> **Reading passage**:

Background: Randomized controlled trials (RCTs) are considered the gold standard for evidence-based clinical research, but prior work has suggested that there may be poor reporting of sample sizes in the surgical literature. Sample size calculations are essential for planning a study to minimize both type I and type II errors. We hypothesized that sample size calculations may not be performed consistently in surgery studies and, therefore, many studies may be "underpowered." To address this issue, we reviewed RCTs published in the surgical literature to determine how often sample size calculations were reported and to analyze each study's ability to detect varying degrees of differences in outcomes.
Methods: A comprehensive MEDLINE search identified RCTs published in Annals of Surgery, Archives of Surgery, and Surgery between 1999 and 2002. Each study was evaluated by two independent reviewers. Sample size calculations were performed to determine whether they had 80% power to detect differences between treatment groups of 50% (large) and 20% (small), with one-sided test, alpha = 0.05. For the underpowered studies, the degree to which sample size would need to be increased was determined.

> **Data excerpts**:
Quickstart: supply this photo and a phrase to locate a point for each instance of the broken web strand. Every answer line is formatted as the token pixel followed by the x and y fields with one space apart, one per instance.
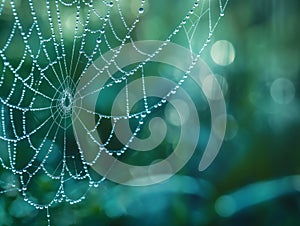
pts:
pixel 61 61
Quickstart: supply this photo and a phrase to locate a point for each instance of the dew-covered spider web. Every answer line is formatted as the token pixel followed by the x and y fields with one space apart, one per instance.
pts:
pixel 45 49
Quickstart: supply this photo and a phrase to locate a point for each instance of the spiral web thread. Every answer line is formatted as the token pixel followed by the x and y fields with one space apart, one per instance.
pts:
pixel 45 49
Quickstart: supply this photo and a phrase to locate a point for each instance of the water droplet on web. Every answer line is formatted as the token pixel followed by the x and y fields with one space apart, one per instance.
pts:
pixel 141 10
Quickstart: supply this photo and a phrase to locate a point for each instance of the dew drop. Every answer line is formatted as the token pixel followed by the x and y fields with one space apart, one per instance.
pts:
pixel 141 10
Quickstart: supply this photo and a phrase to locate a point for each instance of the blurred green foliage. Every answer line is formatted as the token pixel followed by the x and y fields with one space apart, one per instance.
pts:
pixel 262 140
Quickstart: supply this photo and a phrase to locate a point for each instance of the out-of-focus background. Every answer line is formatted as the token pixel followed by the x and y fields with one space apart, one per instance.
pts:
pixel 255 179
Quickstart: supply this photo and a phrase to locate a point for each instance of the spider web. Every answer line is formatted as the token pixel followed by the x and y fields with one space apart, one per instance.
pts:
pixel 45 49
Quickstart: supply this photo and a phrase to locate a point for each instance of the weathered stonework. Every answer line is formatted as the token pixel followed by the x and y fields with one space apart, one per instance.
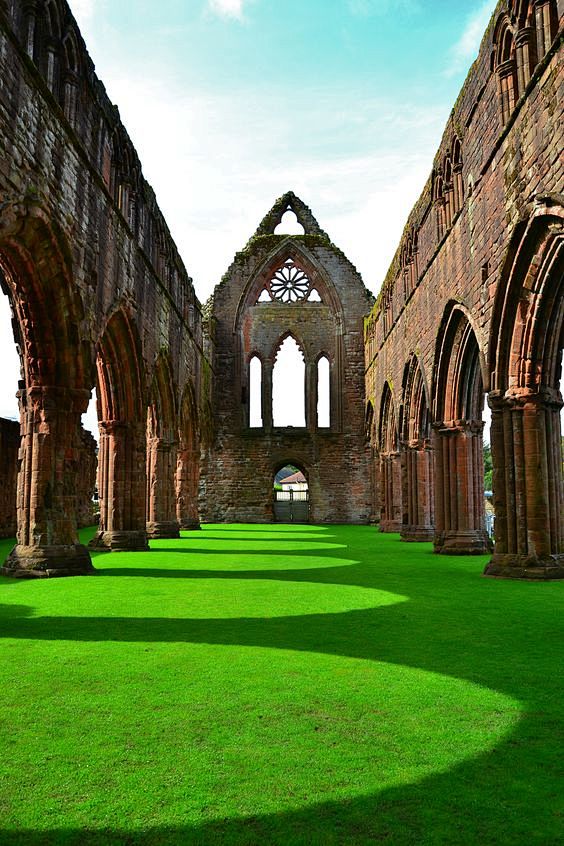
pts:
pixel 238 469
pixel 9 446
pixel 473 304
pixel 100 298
==
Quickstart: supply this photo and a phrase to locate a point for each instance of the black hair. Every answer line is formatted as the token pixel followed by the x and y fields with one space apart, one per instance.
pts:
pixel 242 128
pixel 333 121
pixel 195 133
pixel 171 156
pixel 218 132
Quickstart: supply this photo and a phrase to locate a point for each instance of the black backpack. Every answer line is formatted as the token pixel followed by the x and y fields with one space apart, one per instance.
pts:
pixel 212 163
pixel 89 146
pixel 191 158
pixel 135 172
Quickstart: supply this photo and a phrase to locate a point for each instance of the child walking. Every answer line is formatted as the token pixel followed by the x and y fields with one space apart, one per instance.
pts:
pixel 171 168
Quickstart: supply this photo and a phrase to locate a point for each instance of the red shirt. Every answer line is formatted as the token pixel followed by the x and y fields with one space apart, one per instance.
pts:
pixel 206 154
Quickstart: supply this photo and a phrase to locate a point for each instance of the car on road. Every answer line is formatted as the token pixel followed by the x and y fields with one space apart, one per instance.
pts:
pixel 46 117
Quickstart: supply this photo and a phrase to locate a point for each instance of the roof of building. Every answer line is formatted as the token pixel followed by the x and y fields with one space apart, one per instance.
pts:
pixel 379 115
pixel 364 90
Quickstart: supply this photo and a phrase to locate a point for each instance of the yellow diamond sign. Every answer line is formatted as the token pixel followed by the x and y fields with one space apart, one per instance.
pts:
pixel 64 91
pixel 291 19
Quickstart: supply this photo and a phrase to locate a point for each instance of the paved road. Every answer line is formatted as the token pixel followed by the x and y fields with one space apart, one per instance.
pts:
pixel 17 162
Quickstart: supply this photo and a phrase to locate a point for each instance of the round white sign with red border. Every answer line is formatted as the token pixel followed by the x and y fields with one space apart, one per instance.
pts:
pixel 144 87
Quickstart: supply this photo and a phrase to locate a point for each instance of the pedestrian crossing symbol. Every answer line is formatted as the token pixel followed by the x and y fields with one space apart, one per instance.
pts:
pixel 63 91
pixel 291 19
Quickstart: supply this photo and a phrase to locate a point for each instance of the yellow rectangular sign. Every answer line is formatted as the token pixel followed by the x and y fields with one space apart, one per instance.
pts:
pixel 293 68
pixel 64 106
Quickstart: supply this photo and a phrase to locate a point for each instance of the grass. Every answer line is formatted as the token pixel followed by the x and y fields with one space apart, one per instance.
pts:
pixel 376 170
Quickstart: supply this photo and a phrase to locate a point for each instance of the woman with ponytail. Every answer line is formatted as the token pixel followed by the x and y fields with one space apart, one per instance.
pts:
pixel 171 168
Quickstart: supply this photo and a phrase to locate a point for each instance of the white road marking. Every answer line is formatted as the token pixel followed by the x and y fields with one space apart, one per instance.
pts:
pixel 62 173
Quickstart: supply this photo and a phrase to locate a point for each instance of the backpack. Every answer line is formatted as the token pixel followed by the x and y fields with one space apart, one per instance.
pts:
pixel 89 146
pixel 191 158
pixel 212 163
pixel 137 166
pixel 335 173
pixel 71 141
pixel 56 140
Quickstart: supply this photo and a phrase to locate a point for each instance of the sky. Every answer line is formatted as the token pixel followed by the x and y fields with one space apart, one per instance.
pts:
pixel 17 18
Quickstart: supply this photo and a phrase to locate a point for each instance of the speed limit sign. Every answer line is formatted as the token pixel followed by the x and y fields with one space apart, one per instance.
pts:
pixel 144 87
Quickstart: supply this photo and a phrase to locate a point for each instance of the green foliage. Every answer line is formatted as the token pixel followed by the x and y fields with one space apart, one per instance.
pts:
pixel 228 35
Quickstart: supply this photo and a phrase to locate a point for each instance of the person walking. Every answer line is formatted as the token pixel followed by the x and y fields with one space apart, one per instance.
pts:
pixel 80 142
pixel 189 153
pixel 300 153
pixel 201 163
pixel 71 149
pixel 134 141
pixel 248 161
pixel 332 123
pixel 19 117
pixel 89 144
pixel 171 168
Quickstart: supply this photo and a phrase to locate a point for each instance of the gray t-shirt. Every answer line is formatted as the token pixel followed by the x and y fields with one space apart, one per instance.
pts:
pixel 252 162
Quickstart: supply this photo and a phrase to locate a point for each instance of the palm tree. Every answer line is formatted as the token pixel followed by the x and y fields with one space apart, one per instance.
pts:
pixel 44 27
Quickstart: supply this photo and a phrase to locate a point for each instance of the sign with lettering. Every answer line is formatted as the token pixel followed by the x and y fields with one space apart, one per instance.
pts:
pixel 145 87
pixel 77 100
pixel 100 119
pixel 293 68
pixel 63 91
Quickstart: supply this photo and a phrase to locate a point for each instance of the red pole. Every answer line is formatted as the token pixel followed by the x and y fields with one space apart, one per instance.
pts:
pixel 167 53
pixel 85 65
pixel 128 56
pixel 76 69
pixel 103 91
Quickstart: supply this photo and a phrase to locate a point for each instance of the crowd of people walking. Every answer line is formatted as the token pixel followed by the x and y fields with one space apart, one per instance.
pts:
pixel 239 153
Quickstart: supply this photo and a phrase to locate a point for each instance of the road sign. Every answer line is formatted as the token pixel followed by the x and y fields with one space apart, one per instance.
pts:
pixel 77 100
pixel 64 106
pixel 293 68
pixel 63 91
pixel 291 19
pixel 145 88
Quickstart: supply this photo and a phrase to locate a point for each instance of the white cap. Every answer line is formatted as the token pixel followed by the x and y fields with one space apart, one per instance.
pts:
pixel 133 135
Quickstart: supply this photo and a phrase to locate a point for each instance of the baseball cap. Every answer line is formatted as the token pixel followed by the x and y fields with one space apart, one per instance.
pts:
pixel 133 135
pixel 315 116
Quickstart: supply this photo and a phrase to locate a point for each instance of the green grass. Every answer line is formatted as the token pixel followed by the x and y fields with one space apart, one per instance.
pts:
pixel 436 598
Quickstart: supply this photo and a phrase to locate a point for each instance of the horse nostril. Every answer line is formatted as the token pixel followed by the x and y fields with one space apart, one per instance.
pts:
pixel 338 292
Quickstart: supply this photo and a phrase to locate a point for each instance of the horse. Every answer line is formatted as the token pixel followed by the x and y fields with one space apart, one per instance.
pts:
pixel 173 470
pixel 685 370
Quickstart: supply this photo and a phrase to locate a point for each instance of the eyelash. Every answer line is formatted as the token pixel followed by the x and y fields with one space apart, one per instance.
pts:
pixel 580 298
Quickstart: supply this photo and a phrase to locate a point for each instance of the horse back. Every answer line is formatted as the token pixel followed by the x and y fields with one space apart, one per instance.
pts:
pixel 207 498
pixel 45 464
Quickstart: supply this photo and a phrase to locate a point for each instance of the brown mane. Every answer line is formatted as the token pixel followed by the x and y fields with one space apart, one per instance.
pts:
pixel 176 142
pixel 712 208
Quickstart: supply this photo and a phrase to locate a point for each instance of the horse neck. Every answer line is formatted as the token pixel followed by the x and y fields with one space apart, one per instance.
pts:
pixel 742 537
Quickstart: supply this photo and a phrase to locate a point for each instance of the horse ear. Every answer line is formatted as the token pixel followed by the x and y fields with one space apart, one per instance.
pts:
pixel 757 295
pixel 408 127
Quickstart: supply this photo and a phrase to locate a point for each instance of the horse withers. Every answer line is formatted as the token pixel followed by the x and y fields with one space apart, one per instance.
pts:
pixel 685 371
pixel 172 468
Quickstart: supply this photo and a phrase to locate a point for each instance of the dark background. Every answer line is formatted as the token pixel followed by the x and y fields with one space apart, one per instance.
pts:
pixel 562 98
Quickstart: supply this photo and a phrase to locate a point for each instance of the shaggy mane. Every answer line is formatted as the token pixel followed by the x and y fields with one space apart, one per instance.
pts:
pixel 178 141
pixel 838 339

> **Task requirements**: Carry on the abstract about sample size calculations in surgical randomized controlled trials, starting with the sentence that follows its last one.

> **Answer box**:
Results: One hundred twenty-seven RCT articles were identified; of these, 48 (38%) reported sample size calculations. Eighty-six (68%) studies reported positive treatment effect, whereas 41 (32%) found negative results. Sixty-three (50%) of the studies were appropriately powered to detect a 50% effect change, whereas 24 (19%) had the power to detect a 20% difference. Of the studies that were underpowered, more than half needed to increase sample size by more than 10-fold.
Conclusions: The reporting of sample size calculations was not provided in more than 60% of recently published surgical RCTs. Moreover, only half of studies had sample sizes appropriate to detect large differences between treatment groups.